[YOUR TASK]: Lay out the lines of the listing below as a Markdown table with the columns "Index" and "Line," numbering the rows in sequence and omitting any blank lines. Begin at the line that contains "Place one keypoint on each instance of the metal" and stop after the line that contains "(1056, 238)".

Excerpts from a location annotation dataset:
*-*-*
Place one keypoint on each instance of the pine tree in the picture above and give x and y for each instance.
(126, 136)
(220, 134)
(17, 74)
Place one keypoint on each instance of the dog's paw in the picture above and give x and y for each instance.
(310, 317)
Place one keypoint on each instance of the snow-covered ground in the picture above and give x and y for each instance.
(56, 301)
*-*-*
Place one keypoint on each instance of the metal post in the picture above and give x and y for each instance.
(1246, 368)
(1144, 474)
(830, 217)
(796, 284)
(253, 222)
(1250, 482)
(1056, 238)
*-*-*
[RESULT OF THE EXERCISE]:
| Index | Line |
|---|---|
| 1 | Place one keypoint on each instance of the metal post in the picture above and give x and y for each instance. |
| 2 | (1246, 368) |
| 3 | (1144, 474) |
| 4 | (830, 217) |
| 5 | (796, 284) |
| 6 | (253, 222) |
| 7 | (1250, 482) |
| 8 | (1056, 238) |